Il y a donc d’autres sociétés que Google qui exploitent ce créneau…
Oui. Facebook est en train d’engager une équipe spécialisée dans ce domaine pour rendre son réseau social plus intelligent et plus pertinent. Amazon a dévoilé fin 2013 son projet de livraisons par drones. Apple de son côté a développé un centre sur l’intelligence artificielle et a présenté en juin 2014 son Health Kit: des applications médicales avancées pour l’iPhone et l’iPad. Le but étant de faire du smartphone le stéthoscope du XXIe siècle. Enfin, IBM a commercialisé Watson, un programme informatique d’intelligence artificielle. Une version de Watson a été développée dans le domaine de la santé, pour aider les médecins dans la lutte contre le cancer du poumon. Les scientifiques se sont rendu compte que Watson faisait de meilleurs diagnostics que les cancérologues.

**Données fournies:**

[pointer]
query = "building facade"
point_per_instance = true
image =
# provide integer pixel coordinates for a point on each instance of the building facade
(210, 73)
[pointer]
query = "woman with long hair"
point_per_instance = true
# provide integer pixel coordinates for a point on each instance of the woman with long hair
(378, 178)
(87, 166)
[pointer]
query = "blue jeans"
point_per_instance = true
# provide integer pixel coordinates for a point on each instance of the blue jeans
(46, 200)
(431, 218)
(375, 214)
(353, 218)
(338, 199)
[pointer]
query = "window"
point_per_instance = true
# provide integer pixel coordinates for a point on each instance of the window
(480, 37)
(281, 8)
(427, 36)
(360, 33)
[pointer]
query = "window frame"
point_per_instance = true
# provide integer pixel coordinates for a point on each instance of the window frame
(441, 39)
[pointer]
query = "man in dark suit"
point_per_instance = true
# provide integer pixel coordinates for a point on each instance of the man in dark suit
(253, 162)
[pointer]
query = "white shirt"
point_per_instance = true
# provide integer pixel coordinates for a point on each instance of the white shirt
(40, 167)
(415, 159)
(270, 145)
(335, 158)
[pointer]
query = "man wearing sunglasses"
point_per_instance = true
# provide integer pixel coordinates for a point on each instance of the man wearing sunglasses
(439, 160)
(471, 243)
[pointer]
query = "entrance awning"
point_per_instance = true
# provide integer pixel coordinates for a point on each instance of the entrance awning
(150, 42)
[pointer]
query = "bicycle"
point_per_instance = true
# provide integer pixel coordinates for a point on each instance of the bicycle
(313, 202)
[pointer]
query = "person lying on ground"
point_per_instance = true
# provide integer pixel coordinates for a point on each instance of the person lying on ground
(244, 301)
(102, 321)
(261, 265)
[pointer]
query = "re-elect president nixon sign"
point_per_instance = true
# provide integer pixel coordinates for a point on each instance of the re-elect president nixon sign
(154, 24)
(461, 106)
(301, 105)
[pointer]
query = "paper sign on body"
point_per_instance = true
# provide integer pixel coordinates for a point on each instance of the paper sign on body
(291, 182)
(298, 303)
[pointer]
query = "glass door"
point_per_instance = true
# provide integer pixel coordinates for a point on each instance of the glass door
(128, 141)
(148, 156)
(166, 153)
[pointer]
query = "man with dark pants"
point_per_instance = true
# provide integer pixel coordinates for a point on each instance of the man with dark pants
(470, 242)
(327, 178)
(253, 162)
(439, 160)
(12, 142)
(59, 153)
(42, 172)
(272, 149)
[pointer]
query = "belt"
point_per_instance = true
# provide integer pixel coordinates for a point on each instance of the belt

**Consigne:**
Reproduisez fidèlement l'extrait du texte à analyser qui débute aux mots « Il y a donc » et s'achève après les mots « que les cancérologues. ».

**Réponse attendue:**
Il y a donc d’autres sociétés que Google qui exploitent ce créneau…
Oui. Facebook est en train d’engager une équipe spécialisée dans ce domaine pour rendre son réseau social plus intelligent et plus pertinent. Amazon a dévoilé fin 2013 son projet de livraisons par drones. Apple de son côté a développé un centre sur l’intelligence artificielle et a présenté en juin 2014 son Health Kit: des applications médicales avancées pour l’iPhone et l’iPad. Le but étant de faire du smartphone le stéthoscope du XXIe siècle. Enfin, IBM a commercialisé Watson, un programme informatique d’intelligence artificielle. Une version de Watson a été développée dans le domaine de la santé, pour aider les médecins dans la lutte contre le cancer du poumon. Les scientifiques se sont rendu compte que Watson faisait de meilleurs diagnostics que les cancérologues.